BEGIN Supplied information
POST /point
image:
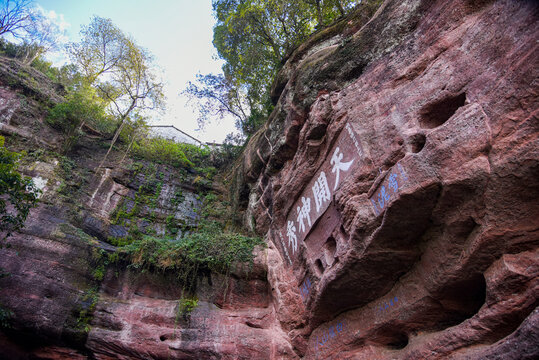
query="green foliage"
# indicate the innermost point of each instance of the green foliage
(82, 107)
(171, 225)
(254, 38)
(162, 151)
(18, 193)
(187, 305)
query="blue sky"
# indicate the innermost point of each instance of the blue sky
(177, 32)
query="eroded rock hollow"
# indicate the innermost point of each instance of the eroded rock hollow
(396, 187)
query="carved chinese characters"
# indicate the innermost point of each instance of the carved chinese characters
(318, 194)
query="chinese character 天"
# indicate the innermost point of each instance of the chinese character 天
(292, 238)
(321, 191)
(304, 213)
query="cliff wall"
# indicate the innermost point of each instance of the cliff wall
(395, 185)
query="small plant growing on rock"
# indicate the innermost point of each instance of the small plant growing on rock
(17, 193)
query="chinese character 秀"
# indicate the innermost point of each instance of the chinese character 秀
(338, 165)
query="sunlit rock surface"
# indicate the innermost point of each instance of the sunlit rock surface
(396, 184)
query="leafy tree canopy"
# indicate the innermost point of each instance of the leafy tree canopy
(17, 193)
(254, 37)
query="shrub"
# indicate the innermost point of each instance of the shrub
(82, 106)
(18, 193)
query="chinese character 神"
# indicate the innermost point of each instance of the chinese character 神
(338, 165)
(303, 213)
(292, 238)
(383, 197)
(321, 191)
(393, 184)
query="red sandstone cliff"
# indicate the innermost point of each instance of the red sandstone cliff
(396, 183)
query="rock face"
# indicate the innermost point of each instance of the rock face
(396, 183)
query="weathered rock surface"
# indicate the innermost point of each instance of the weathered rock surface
(396, 183)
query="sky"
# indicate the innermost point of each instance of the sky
(177, 32)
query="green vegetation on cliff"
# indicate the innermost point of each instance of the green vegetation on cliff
(19, 193)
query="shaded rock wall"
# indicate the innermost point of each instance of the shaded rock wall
(397, 184)
(68, 301)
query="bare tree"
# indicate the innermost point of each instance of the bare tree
(15, 17)
(119, 69)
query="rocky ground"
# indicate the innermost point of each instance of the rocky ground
(396, 184)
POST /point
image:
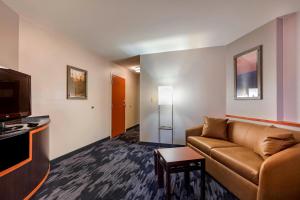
END Supplied information
Report how many lines of the items above contain the string "bare", with case counting. Give only the number.

2